**** Übungstext ****

Die große "Justizreform" in Israel liegt auf Eis, ein kleines Gesetz birgt aber auch genügend Zündstoff: Was ein Sauerteig-Verbot mit den Gefahren für Israels Demokratie zu tun hat.

Von Peter Münch, Jerusalem

In Israel geht es gerade um die ganz großen Themen: um die Rettung der Demokratie, um die Verhinderung eines Bürgerkriegs - und um den Sauerteig. Mitten im Tohuwabohu um die geplante "Justizreform" fand die rechts-religiöse Regierung noch die Kraft, ein ganz besonderes Vorhaben durchs Parlament zu bringen. Mit dem "Chametz-Gesetz" werden die Krankenhäuser des Landes ermächtigt, während der anstehenden Pessach-Feiertage alle gesäuerten Speisen aus ihren Einrichtungen zu verbannen.

Was klingen mag wie eine Posse oder Petitesse, ist tatsächlich ein höchst brisantes und seit ewigen Zeiten gärendes Streitthema. Es geht dabei um Identitätsfragen des jüdischen Staats. Der Kampf um alles Gesäuerte, "Chametz" auf Hebräisch, ist zum Symbol geworden im Kulturkampf zwischen den frommen und den säkularen Israelis.

Im Mittelpunkt steht die Einhaltung der strengen Speisevorschriften zu Pessach, das in diesem Jahr am Abend des 5. April beginnt. Gedacht wird dabei des Auszugs aus Ägypten, bei dem Gottes auserwähltes Volk nach biblischer Überlieferung in solcher Eile war, dass keine Zeit mehr blieb, den Brotteig gehen zu lassen. Es konnten nur schnell noch Mehl und Wasser gemischt und gebacken werden - und in Erinnerung nehmen gläubige Juden keine gesäuerten Speisen zu sich. Nicht nur Brot zählt dazu, sondern vieles andere von den Nudeln bis zum Bier. Stattdessen kommen nach dem Rezept der Vorfahren Matzen auf den Tisch, eher fade Fladen aus Wasser und Mehl.

**** Datenauszug ****

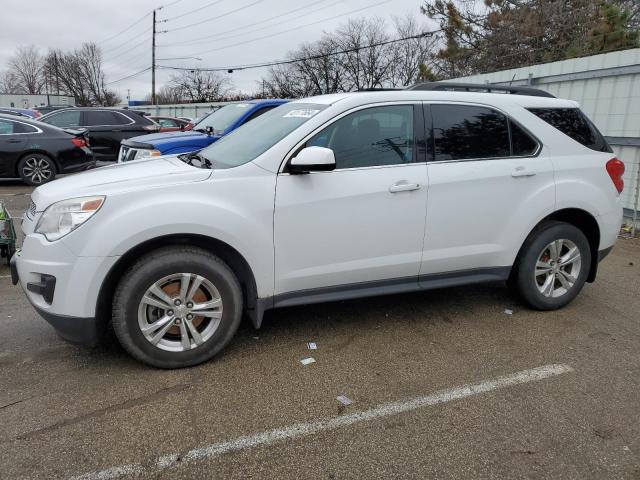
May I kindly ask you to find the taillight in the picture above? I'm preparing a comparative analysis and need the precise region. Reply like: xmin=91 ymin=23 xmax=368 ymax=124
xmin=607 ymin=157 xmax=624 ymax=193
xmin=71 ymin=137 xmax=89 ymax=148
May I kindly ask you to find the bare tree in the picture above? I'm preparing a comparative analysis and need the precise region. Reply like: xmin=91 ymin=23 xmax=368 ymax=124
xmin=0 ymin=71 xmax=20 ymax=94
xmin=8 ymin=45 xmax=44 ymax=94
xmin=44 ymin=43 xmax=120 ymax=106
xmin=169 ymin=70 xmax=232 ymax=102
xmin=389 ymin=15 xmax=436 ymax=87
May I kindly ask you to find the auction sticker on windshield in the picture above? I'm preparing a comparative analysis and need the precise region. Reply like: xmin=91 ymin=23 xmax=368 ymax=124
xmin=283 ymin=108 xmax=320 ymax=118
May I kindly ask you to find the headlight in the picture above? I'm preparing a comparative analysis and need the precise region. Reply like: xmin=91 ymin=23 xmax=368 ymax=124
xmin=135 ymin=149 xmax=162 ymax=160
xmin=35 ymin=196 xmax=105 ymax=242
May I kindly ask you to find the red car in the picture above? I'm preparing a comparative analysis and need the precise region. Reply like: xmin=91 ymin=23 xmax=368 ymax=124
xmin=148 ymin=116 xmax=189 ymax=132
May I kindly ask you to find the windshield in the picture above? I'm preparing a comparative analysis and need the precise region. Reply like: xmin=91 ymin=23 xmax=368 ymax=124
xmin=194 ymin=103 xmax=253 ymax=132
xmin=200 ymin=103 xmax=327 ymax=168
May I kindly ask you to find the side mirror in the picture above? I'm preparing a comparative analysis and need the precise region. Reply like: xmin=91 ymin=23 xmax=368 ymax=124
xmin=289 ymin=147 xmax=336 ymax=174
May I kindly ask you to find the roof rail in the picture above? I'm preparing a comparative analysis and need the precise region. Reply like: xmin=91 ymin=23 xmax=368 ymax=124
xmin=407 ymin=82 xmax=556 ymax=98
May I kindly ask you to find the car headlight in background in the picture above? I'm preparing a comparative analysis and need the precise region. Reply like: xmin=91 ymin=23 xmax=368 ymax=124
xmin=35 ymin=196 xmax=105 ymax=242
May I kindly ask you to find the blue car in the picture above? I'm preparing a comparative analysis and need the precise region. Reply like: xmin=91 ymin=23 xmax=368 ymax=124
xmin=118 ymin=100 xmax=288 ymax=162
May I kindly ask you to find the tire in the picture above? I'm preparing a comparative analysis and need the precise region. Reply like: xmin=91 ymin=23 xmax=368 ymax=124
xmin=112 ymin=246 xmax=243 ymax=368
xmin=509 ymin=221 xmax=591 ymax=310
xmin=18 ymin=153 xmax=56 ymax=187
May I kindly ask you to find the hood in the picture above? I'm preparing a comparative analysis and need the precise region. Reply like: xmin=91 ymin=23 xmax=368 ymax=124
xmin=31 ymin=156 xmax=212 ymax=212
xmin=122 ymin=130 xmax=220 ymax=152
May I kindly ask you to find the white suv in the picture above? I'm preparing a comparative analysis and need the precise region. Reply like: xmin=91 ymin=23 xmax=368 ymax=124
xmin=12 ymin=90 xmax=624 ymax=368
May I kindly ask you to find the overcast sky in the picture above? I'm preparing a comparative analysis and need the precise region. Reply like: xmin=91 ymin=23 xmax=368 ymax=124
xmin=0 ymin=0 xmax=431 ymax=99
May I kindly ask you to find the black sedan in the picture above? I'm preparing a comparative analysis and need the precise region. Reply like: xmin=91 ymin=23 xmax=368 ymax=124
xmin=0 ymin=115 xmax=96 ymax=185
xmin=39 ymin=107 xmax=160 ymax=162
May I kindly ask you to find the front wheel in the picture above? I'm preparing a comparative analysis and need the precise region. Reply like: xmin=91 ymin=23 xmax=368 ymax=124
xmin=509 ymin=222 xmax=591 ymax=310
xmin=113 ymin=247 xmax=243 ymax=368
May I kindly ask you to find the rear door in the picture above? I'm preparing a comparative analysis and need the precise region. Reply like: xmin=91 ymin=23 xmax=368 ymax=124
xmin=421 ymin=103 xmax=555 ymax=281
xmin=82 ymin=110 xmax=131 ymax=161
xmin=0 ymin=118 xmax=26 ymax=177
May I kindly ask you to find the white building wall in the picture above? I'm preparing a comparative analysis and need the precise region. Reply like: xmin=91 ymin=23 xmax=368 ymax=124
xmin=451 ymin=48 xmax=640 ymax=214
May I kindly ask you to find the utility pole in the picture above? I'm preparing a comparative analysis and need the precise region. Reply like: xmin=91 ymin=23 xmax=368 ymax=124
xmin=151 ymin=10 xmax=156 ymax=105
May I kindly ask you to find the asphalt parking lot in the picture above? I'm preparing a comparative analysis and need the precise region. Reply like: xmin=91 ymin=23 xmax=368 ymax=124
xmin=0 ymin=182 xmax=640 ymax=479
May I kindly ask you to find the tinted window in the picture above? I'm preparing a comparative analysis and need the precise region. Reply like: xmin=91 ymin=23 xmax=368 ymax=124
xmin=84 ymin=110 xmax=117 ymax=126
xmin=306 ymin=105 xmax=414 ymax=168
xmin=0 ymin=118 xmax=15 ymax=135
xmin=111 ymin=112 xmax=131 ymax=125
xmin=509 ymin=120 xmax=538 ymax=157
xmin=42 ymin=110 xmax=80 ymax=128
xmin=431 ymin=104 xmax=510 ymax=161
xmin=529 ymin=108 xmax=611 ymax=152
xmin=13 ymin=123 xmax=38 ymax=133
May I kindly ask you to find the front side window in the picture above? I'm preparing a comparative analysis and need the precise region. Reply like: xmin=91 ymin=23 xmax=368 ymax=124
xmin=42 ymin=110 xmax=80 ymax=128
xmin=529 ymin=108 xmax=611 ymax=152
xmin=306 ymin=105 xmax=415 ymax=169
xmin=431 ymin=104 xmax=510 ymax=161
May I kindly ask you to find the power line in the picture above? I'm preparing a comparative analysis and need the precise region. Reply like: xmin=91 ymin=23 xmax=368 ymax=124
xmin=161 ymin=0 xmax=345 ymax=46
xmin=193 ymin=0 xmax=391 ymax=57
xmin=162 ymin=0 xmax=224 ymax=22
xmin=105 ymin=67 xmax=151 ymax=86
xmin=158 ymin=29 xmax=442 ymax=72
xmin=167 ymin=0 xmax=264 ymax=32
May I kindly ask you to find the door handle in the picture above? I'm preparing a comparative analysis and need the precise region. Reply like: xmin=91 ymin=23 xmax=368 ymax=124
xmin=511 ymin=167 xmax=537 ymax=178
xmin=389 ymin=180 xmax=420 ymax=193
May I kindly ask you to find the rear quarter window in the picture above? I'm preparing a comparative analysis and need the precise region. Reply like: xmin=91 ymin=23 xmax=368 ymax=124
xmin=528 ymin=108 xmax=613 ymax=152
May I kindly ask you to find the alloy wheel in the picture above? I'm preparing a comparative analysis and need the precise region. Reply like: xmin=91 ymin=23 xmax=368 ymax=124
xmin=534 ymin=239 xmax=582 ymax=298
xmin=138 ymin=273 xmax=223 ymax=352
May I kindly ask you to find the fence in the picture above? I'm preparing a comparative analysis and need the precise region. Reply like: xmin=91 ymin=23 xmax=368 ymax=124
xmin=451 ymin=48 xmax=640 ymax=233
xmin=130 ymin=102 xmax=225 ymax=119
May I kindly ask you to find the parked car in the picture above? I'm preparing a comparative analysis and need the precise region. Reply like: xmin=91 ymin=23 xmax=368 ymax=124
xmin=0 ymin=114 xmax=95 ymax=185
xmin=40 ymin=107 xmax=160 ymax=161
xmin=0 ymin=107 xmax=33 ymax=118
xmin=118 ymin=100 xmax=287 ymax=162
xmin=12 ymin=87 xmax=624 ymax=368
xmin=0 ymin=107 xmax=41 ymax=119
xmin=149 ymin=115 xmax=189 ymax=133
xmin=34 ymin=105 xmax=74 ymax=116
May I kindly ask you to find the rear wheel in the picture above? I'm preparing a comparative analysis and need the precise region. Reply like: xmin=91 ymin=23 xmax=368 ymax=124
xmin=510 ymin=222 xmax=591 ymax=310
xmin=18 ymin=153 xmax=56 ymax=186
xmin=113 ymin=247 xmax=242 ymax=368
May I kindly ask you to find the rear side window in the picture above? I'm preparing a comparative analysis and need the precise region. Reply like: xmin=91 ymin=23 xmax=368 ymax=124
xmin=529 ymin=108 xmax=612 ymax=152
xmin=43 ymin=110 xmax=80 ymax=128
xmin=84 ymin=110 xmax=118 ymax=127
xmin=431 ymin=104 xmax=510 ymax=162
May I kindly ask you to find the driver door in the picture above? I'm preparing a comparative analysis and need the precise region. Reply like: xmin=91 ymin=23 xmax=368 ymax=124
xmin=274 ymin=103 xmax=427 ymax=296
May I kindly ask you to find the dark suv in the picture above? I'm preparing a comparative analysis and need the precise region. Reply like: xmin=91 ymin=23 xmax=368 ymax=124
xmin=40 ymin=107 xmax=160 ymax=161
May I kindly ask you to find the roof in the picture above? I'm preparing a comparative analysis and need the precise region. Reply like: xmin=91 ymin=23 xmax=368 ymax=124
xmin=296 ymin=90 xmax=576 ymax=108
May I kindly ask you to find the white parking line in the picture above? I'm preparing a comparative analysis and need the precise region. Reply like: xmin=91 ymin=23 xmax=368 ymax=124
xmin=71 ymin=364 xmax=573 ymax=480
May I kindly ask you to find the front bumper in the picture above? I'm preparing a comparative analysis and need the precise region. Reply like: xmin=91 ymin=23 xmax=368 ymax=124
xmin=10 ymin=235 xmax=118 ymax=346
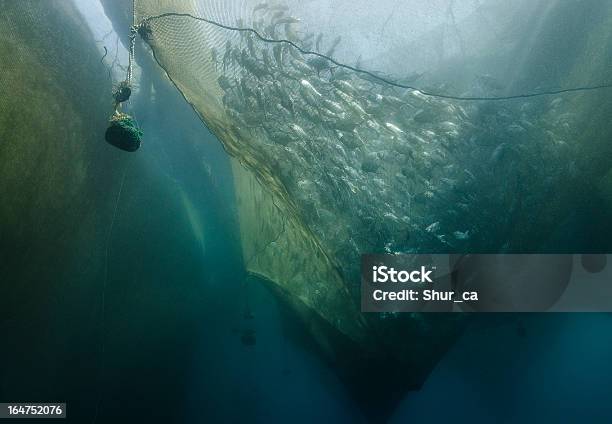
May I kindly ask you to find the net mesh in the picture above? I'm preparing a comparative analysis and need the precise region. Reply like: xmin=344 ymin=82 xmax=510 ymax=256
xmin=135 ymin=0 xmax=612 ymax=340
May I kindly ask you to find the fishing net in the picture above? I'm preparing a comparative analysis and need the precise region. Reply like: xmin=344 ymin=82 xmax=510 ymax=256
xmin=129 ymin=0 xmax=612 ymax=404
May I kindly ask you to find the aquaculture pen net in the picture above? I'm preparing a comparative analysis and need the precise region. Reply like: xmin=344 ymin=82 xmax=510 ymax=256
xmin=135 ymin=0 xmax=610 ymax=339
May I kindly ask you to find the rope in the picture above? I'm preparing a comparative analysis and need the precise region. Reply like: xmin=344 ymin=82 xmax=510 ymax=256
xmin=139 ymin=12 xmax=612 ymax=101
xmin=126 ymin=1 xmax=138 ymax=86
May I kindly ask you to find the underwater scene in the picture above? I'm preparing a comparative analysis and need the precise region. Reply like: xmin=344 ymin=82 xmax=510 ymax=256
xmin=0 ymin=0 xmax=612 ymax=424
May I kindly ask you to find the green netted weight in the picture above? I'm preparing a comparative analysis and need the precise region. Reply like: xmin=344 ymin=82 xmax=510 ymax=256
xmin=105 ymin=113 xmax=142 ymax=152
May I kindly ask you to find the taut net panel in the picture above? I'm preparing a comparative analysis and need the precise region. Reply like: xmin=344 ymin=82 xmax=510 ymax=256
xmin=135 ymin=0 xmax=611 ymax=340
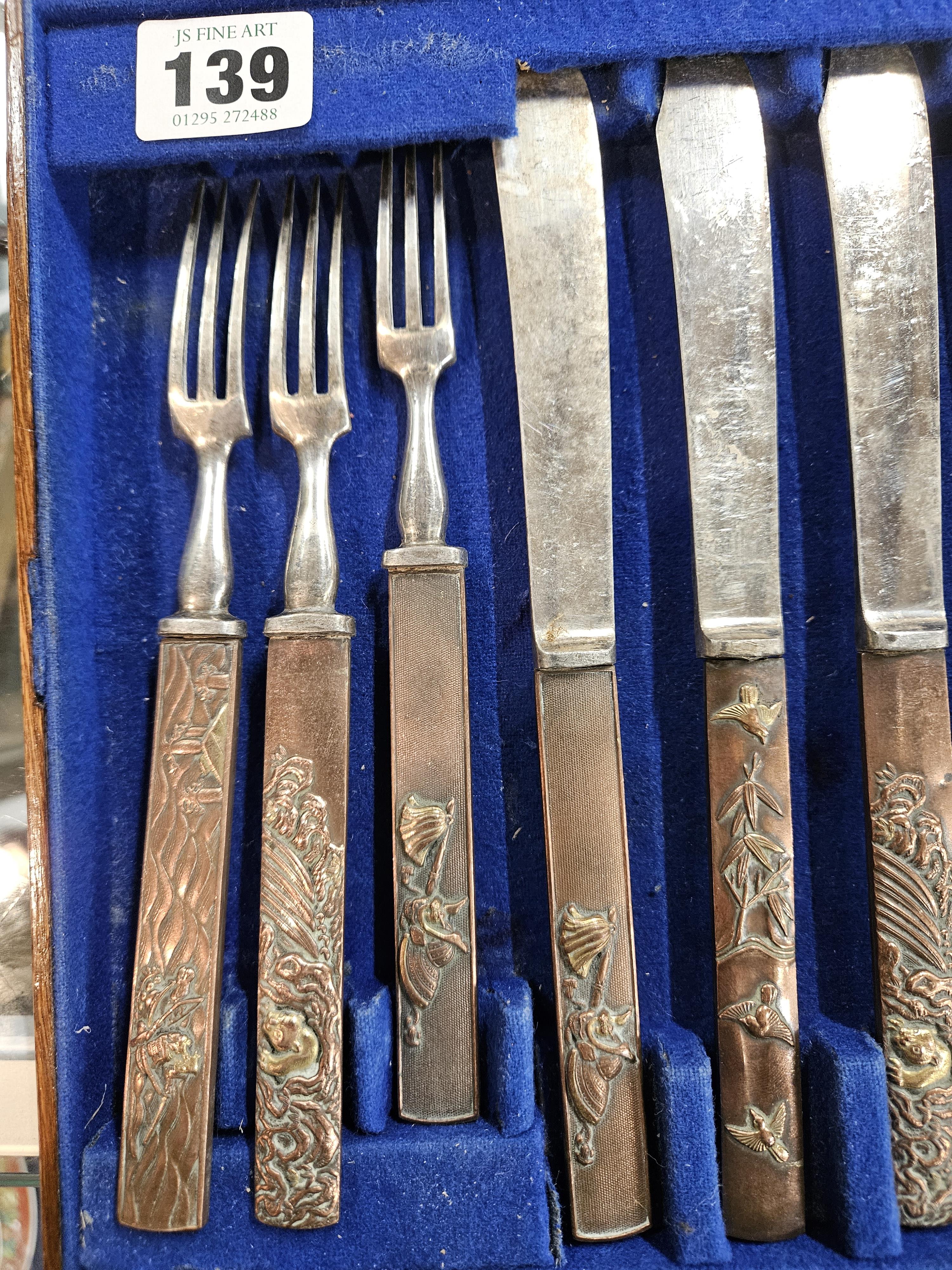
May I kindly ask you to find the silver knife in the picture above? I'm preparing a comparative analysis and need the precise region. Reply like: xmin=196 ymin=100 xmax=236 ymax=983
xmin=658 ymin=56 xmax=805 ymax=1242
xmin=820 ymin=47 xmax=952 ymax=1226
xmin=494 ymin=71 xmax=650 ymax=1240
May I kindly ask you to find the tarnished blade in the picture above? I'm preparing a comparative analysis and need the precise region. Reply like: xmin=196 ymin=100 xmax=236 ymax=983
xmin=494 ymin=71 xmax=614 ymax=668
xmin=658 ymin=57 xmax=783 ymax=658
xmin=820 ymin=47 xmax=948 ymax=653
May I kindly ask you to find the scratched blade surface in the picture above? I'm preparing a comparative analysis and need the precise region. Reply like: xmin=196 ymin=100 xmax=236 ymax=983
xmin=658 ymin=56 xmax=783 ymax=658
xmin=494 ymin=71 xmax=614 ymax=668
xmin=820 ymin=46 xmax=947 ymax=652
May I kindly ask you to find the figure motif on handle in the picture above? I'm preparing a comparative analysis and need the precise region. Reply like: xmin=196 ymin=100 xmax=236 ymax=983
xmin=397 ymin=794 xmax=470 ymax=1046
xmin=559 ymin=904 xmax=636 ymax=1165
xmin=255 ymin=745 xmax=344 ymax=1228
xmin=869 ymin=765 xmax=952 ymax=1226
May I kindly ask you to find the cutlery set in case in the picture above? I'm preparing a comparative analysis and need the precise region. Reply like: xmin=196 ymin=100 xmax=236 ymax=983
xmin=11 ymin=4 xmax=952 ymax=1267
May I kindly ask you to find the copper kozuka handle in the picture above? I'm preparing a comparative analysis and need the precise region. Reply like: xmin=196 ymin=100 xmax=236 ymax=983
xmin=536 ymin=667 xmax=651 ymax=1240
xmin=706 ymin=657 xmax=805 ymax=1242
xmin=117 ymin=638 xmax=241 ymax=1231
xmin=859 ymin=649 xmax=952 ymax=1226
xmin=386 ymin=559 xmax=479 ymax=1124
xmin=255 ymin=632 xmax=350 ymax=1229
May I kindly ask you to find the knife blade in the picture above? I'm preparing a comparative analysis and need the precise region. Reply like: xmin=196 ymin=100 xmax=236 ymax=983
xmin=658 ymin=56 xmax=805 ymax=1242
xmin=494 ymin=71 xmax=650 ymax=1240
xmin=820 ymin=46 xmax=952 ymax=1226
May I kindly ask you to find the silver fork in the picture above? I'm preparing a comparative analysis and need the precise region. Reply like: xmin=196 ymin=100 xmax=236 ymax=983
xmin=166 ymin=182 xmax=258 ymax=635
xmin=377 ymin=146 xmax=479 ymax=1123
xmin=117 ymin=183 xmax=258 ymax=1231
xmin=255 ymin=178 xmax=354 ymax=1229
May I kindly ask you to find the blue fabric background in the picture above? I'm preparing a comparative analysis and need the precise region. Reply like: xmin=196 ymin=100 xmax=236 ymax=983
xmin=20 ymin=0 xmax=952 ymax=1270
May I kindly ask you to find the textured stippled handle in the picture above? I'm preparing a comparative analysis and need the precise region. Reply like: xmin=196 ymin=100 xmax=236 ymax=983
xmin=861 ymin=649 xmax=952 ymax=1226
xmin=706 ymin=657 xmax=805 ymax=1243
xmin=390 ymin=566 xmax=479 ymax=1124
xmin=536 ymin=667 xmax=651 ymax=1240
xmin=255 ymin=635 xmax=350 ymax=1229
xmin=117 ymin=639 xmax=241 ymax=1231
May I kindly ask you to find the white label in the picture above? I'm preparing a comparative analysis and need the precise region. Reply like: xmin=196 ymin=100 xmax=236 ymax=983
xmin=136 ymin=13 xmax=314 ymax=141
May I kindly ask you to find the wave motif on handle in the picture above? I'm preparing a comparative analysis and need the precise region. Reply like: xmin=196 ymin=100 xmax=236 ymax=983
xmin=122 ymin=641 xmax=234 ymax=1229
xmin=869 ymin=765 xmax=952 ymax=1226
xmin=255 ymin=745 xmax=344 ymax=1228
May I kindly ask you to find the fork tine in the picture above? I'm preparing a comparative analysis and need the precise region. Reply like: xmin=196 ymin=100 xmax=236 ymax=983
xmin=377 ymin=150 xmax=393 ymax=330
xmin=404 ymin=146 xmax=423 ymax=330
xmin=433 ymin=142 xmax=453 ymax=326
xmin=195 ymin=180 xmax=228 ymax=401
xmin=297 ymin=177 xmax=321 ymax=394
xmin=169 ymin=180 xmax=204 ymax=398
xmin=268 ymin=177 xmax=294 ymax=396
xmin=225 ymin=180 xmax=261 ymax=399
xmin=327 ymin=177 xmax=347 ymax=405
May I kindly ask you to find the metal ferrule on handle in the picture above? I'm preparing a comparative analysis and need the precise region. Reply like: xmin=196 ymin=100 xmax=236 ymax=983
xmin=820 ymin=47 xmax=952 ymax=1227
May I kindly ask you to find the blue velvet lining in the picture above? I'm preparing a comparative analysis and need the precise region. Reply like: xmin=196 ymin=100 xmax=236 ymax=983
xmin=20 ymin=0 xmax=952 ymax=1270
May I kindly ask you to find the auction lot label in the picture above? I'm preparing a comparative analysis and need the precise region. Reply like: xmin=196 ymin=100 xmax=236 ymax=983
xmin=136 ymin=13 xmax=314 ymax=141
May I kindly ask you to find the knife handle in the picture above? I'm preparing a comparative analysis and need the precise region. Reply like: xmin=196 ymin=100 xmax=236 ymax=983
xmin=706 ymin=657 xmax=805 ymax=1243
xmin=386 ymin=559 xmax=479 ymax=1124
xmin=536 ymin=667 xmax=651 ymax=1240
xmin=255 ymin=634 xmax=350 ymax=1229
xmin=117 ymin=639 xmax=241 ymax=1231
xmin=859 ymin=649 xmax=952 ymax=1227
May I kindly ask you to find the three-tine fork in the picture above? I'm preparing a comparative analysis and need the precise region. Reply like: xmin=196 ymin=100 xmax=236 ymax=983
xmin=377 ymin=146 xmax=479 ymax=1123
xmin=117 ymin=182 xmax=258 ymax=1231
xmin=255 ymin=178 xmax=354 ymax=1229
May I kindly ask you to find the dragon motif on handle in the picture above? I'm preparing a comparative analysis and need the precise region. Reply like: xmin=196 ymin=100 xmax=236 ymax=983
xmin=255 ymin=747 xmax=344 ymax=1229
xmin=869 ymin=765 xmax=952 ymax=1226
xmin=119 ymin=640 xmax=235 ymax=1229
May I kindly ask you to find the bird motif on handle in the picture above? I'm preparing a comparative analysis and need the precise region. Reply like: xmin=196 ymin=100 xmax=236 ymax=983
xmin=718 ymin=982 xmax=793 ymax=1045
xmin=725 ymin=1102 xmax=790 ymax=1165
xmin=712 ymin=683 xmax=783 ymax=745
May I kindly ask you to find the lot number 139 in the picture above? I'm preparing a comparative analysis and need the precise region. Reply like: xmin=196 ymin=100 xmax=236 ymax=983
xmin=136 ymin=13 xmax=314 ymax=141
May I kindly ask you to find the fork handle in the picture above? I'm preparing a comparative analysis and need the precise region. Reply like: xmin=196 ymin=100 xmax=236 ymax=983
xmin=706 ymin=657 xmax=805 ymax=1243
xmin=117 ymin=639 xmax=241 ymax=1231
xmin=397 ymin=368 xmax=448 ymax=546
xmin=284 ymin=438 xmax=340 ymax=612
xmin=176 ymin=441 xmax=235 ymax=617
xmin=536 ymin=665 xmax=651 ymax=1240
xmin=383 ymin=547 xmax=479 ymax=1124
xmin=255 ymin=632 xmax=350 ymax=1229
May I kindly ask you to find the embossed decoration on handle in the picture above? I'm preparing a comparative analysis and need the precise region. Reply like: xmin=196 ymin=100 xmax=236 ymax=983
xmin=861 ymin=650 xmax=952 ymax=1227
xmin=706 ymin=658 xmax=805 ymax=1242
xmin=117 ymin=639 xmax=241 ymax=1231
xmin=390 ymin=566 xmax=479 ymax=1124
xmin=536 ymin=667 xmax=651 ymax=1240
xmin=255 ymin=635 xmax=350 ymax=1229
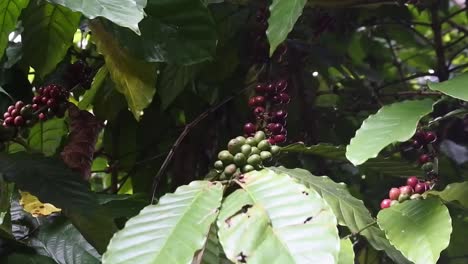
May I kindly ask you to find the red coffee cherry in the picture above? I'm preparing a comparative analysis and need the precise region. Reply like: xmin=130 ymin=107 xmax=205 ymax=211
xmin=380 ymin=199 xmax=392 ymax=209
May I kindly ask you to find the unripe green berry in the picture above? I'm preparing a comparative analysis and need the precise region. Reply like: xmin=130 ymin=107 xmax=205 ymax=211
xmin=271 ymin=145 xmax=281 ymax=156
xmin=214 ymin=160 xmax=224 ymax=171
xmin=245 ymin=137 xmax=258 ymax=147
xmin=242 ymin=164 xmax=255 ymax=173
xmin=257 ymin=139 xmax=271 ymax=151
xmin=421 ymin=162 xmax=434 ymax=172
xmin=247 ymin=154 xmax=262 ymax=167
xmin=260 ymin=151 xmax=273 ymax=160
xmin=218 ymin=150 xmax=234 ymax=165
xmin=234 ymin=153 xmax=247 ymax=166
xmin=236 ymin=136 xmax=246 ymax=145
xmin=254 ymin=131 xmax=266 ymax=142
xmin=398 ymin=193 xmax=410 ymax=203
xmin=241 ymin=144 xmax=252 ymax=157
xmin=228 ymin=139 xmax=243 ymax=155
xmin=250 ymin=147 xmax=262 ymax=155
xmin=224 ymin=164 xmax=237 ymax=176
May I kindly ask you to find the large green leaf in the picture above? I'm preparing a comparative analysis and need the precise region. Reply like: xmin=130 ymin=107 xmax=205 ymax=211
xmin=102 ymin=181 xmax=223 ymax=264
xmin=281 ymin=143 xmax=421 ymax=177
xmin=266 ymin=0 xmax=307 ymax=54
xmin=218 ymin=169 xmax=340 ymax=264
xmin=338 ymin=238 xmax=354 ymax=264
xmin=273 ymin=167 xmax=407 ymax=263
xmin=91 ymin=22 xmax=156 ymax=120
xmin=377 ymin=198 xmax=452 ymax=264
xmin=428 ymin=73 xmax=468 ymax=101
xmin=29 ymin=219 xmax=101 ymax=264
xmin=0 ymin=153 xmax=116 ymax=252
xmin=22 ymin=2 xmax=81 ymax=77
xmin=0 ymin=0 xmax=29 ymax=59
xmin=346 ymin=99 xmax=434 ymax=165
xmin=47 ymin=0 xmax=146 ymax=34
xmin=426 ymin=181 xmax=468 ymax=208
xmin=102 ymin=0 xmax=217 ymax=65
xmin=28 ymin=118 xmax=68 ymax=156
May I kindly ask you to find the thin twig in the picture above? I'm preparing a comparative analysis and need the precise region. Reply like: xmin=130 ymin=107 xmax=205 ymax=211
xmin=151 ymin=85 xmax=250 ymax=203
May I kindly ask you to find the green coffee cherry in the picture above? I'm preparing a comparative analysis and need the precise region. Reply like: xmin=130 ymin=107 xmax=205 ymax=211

****

Aufgaben
**1.** Zählen Sie alle gesäuerten Speisen auf, die der Übungstext über das Chametz-Gesetz namentlich als Beispiele nennt.
**2.** Führen Sie den Übungstext über das Chametz-Gesetz im Anschluss an seinen letzten Satz fort.

Erwartete Lösungen
**1.** Brot, Nudeln, Bier

**2.**
Einem Gesetz aus dem Jahr 1986 zufolge dürfen gesäuerte Speisen in der Pessach-Woche auch nicht öffentlich verkauft werden. Die Bäckereien machen deshalb dicht, in den Supermärkten wird die Ware verhängt. Das Chametz-Verbot wird in vielen Haushalten so ernst genommen, dass beim großen Pessach-Putz die Wohnungen auch noch von den allerletzten Brotresten gesäubert werden. Das neue Gesetz zielt nun darauf ab, auch die Krankenhäuser keinerlei Krümel-Kontamination mehr auszusetzen.

Treibende Kraft hinter diesem Gesetz ist die ultraorthodoxe Regierungspartei Vereinigtes Thora-Judentum gewesen. Mit der neuen Regelung soll ein Urteilsspruch des in den Augen der Regierung sowieso für alles Übel verantwortlichen Obersten Gerichtshofs ausgehebelt werden. Der hatte 2020 ein generelles Chametz-Verbot in Kliniken untersagt - mit Verweis auf die Religionsfreiheit und das Selbstbestimmungsrecht der Patienten. In einer ersten Version sollte das neue Gesetz auch Taschenkontrollen erlauben. Nun belässt man es dabei, dass die Krankenhäuser selbst den Bann aussprechen und auf ihren Webseiten sowie auf Warnschildern bekannt machen sollen.

Geltung hat das dann für alle Patienten und Besucher, also auch für Muslime, Christen oder säkulare Juden. Kritiker aus der Opposition sehen darin nicht nur einen Angriff auf die Religionsfreiheit, sondern erste Schritte hin zu einem von den Frommen in der Regierung vorangetriebenen jüdischen Gottesstaat. Es geht also wieder mal ums Ganze in Israel, und für Pessach haben ein paar Aktivisten bereits eine spezielle Protestaktion angekündigt: eine Pizza-Party vor einem Krankenhaus.